§ Task: Only the text of the records, copied exactly, is wanted; no pictures.

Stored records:
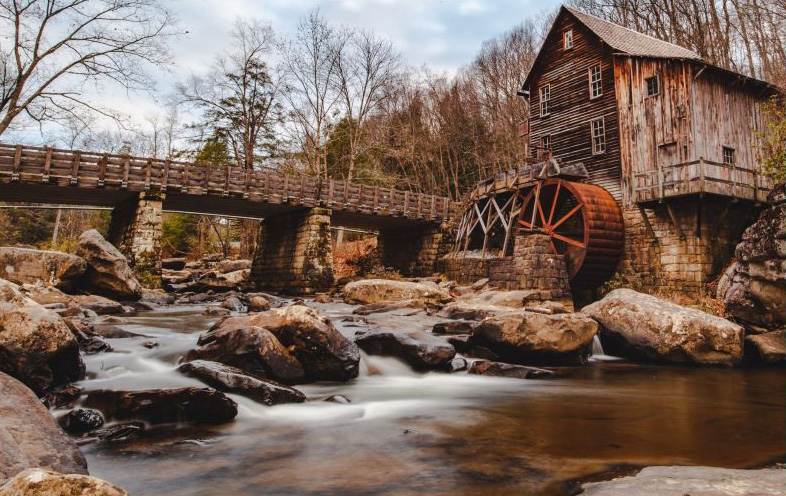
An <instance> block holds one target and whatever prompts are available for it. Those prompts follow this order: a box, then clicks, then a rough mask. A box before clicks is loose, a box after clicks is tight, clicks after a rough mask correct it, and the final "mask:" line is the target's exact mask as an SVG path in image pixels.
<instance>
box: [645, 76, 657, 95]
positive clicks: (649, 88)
mask: <svg viewBox="0 0 786 496" xmlns="http://www.w3.org/2000/svg"><path fill="white" fill-rule="evenodd" d="M650 79H655V86H657V88H656V90H657V91H655V93H653V94H651V95H650V84H649V81H650ZM644 93H645V94H646V97H647V98H653V97H656V96H658V95H660V76H659V75H657V74H653V75H652V76H650V77H647V78H644Z"/></svg>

§ Result:
An <instance> block holds one target and whatever prompts are available for it. Those prompts follow this order: a box, then clicks, then a rough mask. A box before clicks is loose, a box after clicks is tight, clicks after a rough mask correct it, and the final "mask:" line is the target's exact mask as an SVG path in image pixels.
<instance>
box: [645, 76, 657, 95]
positive clicks: (649, 88)
mask: <svg viewBox="0 0 786 496" xmlns="http://www.w3.org/2000/svg"><path fill="white" fill-rule="evenodd" d="M650 79H655V86H657V88H656V90H657V91H655V93H653V94H651V95H650V84H649V81H650ZM644 93H645V94H646V97H647V98H653V97H656V96H658V95H660V76H659V75H657V74H653V75H652V76H650V77H647V78H644Z"/></svg>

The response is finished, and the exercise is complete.